**STATED PROBLEM:**
Reproduce all of the entries below, changing every "road sign" to "traffic sign" and leaving everything else unchanged.
= = = = =
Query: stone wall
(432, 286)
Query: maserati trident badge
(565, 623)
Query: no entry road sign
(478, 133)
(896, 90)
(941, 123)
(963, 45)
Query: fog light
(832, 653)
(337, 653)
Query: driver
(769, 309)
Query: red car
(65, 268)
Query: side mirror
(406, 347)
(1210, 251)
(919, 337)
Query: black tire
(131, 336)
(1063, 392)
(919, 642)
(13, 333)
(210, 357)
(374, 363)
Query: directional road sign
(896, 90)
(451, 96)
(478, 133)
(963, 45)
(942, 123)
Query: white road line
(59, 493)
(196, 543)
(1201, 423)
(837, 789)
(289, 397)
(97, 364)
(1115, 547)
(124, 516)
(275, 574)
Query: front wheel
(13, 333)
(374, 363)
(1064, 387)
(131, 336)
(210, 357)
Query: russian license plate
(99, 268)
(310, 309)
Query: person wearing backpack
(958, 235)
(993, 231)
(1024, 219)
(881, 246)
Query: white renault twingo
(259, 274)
= = = = =
**ANSWER FOR THE TASK:**
Query: stone wall
(432, 286)
Query: maserati trident badge
(565, 623)
Query: no entry traffic sign
(478, 133)
(896, 90)
(941, 123)
(963, 45)
Query: fog light
(832, 653)
(337, 653)
Query: driver
(769, 309)
Query: red car
(65, 268)
Query: side mirror
(406, 347)
(1210, 251)
(919, 337)
Query: black tire
(131, 336)
(1063, 392)
(919, 642)
(13, 333)
(210, 357)
(374, 363)
Query: directional traffic sign
(896, 90)
(451, 96)
(478, 133)
(963, 45)
(942, 123)
Query: white road line
(59, 493)
(196, 543)
(1201, 423)
(837, 789)
(289, 397)
(97, 364)
(1115, 547)
(124, 516)
(275, 574)
Query: front wheel
(13, 333)
(374, 363)
(1064, 387)
(131, 336)
(210, 357)
Query: russian license plate
(99, 268)
(310, 309)
Query: person wearing backpack
(958, 235)
(993, 231)
(1024, 219)
(881, 246)
Query: white renault twingo
(259, 274)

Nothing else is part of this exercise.